## Start Extract

Unless you’ve been sleeping under a rock (one of my favorite expressions, just because I love the basic premise of someone missing big news because they were snoozing in a quarry), you’ve probably seen how rapidly Chappell Roan has blown up in the last several months. I won’t say I heard it first — I am a bandwagon fan, I have unapologetically jumped on board the express train to Midwest Princess territory and I will be pretending like I know everything about her. No, I won’t go full fangirl on you here — I did that recently about Sabrina Carpenter, however — but I will say this: After seeing her live twice, I can confirm that she’s as good as everyone is saying she is.

## End Extract

From the piece about Chappell Roan, list every phrase in which the writer says "I will" or "I won’t" do something, in the order they appear.

## Start Data shown

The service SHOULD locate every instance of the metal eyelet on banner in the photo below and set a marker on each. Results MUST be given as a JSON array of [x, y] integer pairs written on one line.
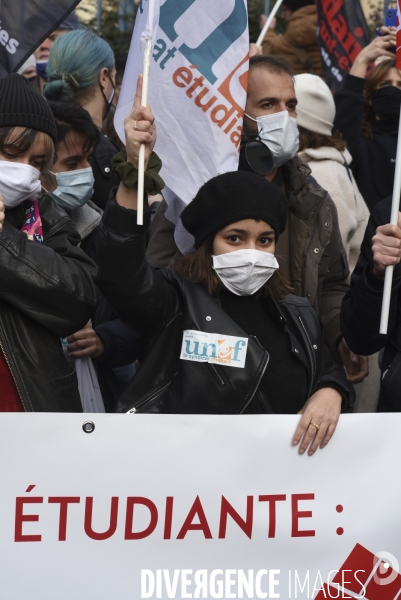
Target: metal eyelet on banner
[[88, 427]]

## End Data shown

• Exercise response:
1. I won’t say I heard it first
2. I will be pretending like I know everything about her
3. I won’t go full fangirl on you here
4. I will say this